_Goal of the exercise_: Pick out and copy every line of the records below that contains the string "blue". Case counts.
======== Records for the exercise ========
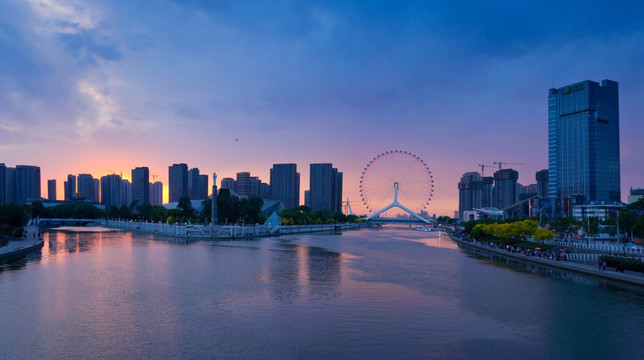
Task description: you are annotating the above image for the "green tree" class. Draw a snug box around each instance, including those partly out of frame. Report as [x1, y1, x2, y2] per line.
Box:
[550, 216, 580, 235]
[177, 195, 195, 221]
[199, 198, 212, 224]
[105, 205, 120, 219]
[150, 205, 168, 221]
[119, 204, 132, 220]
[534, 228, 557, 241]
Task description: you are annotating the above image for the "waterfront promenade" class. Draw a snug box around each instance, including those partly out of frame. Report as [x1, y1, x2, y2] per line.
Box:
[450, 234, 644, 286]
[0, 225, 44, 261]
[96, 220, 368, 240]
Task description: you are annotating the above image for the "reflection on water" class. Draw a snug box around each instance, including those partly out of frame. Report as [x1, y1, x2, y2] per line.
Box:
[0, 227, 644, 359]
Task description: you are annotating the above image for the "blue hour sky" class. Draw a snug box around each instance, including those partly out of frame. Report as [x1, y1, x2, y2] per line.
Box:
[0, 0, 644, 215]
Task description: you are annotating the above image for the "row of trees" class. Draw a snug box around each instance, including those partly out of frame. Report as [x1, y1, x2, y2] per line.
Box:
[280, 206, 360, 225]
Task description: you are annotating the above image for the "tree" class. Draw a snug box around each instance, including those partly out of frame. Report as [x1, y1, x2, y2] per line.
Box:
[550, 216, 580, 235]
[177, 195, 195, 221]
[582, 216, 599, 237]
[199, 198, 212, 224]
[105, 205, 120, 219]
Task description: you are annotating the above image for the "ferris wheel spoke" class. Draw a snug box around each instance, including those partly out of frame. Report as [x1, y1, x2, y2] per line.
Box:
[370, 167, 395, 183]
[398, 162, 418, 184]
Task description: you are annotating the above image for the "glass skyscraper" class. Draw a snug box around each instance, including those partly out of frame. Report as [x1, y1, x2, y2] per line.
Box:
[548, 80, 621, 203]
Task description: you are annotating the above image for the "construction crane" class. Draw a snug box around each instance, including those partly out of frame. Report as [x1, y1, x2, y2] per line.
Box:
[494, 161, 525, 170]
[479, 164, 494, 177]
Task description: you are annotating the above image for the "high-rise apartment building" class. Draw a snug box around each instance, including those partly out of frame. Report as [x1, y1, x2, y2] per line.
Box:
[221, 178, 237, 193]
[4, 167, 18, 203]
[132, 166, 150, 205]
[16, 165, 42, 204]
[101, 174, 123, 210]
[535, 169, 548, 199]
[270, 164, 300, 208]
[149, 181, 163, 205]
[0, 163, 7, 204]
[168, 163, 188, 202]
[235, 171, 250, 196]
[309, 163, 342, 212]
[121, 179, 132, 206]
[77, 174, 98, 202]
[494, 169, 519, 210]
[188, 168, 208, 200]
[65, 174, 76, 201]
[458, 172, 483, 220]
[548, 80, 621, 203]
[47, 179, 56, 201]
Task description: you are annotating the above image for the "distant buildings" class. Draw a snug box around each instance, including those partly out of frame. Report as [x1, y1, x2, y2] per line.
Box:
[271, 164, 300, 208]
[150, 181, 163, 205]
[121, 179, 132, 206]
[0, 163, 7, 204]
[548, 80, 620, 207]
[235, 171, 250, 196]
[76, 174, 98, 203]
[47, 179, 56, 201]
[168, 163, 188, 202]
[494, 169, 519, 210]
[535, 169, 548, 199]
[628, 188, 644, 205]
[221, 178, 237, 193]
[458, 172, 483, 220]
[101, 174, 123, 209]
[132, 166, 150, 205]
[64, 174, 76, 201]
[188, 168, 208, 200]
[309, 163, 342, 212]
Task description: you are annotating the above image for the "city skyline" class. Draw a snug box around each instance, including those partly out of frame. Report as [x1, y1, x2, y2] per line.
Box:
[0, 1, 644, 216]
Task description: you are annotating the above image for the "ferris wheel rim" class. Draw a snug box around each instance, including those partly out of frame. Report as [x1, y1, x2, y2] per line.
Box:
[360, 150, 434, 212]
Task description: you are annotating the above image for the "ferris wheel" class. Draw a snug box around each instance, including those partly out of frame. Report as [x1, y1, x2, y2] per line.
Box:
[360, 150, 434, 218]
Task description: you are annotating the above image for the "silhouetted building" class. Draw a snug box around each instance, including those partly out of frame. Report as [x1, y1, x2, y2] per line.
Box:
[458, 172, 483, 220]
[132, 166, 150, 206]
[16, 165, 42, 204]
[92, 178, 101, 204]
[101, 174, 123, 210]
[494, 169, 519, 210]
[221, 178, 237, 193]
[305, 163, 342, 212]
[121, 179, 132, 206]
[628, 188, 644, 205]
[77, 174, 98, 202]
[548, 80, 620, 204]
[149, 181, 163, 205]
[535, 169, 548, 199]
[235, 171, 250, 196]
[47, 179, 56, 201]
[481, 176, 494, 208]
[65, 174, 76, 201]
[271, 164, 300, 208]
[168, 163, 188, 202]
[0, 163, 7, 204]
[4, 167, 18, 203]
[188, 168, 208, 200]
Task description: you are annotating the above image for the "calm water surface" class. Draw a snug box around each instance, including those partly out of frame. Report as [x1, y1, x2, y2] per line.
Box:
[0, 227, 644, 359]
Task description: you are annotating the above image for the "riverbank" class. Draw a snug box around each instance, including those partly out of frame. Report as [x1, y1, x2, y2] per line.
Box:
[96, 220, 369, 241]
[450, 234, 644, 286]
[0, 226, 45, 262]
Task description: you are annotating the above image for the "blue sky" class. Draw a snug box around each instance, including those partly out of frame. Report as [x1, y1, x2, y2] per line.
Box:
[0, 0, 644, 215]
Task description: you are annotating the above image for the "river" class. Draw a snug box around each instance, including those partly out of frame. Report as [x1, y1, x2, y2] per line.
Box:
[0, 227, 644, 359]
========
_Full solution_:
Task description: you are annotating the above image for the "blue hour sky" class. Draw a snug box around each instance, including those partly out of frame. Report as [x1, y1, x2, y2] per line.
Task description: you are annotating the above image for the "blue sky" class. Draw a snug box around each instance, including those partly out of frame. Report as [x1, y1, x2, y2] per line.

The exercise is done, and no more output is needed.